DATA SHOWN =
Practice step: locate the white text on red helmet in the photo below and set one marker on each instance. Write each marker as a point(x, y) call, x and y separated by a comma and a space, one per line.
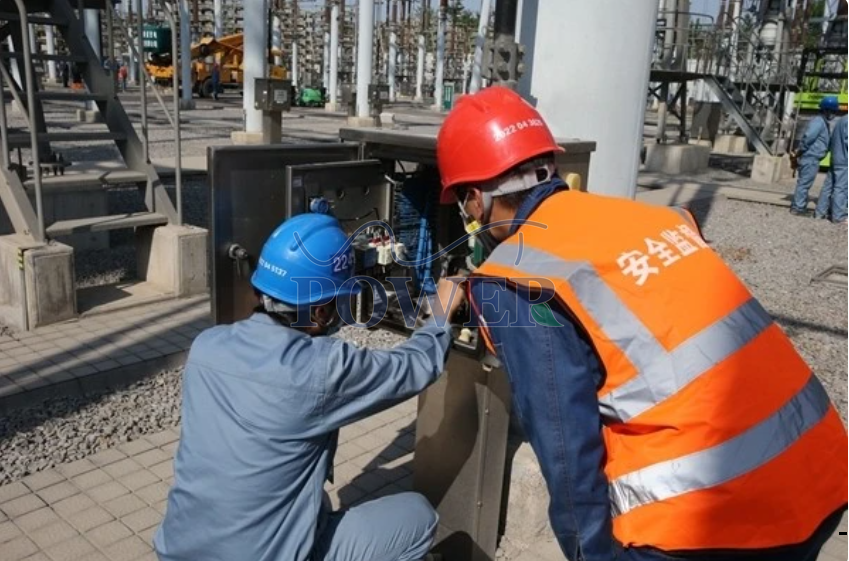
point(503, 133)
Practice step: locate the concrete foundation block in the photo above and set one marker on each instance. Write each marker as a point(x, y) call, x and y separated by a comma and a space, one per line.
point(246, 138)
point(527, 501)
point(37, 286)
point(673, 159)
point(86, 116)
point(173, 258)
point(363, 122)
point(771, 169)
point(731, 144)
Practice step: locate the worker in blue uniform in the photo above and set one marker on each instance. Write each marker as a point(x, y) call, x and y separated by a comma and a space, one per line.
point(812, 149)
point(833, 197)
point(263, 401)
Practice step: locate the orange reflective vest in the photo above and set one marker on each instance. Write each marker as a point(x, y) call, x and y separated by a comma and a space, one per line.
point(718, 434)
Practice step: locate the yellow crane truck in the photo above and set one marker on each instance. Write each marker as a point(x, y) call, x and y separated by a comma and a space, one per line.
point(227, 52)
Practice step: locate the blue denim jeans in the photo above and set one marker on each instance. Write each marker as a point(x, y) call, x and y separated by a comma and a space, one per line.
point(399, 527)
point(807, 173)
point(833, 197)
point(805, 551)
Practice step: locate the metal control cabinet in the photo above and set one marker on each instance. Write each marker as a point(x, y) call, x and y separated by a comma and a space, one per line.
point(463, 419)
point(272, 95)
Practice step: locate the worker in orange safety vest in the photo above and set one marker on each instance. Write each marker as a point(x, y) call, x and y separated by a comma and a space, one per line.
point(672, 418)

--

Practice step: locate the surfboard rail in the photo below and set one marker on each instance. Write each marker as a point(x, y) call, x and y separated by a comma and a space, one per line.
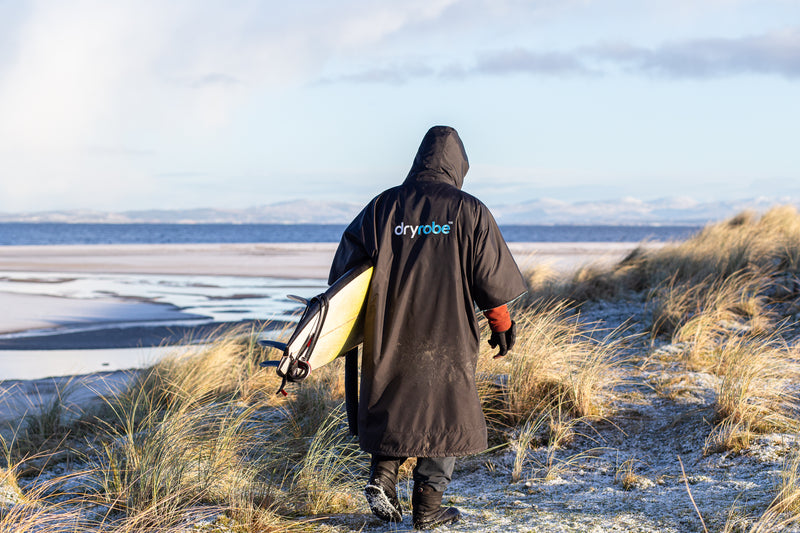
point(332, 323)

==

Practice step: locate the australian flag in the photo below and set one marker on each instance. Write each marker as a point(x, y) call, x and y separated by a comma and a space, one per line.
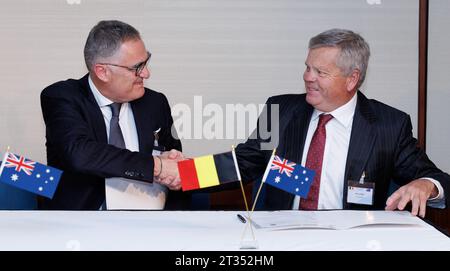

OBJECTIVE = Print the rows above verbatim, from the line containing "Practice step: locate the blue" through the line containing "point(672, 418)", including both of those lines and nothing else.

EXPECTED ANSWER =
Practice step: locate the blue denim jeans in the photo above and set one marker on each instance. Write each marker as a point(x, y) call, x and y separated by a comma and a space, one per line.
point(399, 527)
point(807, 173)
point(833, 197)
point(805, 551)
Practice step: locate the metal control cabinet in the photo above and set one marker on each instance. Write each marker as a point(x, y) call, x and y separated by a comma and a space, one per line.
point(463, 419)
point(272, 95)
Practice step: locate the worker in orange safety vest in the photo above and set one marker on each instance. Write each marker as a point(x, y) call, x and y separated by a comma and a space, one per line.
point(672, 418)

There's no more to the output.